* Start PROVIDED DATA *
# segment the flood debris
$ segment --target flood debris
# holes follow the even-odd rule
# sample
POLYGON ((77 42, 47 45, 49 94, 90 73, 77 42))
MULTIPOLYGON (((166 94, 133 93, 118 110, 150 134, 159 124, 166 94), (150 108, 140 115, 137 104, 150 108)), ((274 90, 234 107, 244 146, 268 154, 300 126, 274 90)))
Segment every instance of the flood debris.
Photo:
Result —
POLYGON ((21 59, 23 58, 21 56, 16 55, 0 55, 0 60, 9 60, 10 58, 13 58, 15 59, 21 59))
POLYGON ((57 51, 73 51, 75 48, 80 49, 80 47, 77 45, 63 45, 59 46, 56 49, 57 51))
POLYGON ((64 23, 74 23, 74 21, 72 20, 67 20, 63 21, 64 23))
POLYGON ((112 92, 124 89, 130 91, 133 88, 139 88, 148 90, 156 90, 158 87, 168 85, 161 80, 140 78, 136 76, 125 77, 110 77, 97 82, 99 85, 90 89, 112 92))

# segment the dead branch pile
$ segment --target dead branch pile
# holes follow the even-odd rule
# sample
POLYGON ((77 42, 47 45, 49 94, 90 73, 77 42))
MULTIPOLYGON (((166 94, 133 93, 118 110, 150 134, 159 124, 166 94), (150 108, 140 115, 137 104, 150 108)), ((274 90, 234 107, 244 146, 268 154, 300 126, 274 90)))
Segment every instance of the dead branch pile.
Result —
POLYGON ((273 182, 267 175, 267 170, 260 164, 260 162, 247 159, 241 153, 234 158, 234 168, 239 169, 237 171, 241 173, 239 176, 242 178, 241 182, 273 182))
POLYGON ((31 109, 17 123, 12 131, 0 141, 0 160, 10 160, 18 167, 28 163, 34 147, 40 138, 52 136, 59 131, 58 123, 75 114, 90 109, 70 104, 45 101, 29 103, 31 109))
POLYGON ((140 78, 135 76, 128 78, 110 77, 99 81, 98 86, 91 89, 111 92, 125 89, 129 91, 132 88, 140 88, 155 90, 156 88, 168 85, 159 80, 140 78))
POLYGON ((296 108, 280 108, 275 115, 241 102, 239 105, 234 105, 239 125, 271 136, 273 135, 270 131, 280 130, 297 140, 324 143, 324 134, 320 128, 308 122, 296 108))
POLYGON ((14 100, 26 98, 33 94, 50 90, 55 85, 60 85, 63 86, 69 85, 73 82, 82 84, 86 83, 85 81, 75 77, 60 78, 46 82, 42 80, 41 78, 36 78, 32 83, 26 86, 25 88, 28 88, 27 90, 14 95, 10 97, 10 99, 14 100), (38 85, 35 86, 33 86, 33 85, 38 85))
* End PROVIDED DATA *
* Start PROVIDED DATA *
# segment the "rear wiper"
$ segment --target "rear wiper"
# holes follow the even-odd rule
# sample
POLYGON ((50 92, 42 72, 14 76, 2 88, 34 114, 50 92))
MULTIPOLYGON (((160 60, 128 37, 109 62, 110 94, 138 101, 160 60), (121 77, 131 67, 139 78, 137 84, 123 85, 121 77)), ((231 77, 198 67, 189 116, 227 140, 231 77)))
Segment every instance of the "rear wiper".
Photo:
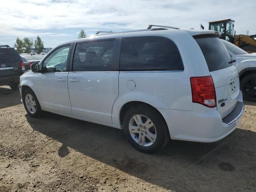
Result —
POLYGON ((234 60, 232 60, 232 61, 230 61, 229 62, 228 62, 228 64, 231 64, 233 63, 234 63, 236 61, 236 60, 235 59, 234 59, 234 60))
* End PROVIDED DATA *
* Start PROVIDED DATA *
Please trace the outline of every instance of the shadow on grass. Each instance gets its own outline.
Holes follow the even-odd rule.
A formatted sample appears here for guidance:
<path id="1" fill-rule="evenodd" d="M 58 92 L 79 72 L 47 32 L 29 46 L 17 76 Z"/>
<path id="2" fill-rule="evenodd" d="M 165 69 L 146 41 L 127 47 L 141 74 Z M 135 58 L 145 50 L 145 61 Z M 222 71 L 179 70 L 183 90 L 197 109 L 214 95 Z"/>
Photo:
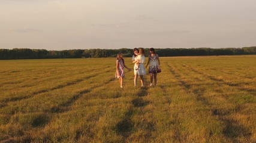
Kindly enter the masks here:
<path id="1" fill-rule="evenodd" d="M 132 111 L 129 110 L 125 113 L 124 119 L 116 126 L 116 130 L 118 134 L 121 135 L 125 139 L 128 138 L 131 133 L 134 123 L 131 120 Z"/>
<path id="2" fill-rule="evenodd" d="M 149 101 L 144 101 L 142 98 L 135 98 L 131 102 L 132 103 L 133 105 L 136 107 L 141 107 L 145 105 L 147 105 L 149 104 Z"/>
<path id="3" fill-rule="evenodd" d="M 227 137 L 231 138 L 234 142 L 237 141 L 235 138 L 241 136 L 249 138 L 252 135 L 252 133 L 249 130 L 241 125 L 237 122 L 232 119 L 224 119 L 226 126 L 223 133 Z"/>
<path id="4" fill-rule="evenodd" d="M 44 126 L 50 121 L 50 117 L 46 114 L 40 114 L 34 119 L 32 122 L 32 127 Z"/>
* End PROVIDED DATA *
▶ _EXERCISE DESCRIPTION_: Find each line in the data above that contains the word "every", and copy those lines out.

▶ _EXERCISE SOLUTION_:
Segment every instance of the flood debris.
Segment every instance of the dead branch pile.
Segment every instance of the "rear wiper".
Please trace the outline of every instance of the shadow on grass. Each instance gets its own outline.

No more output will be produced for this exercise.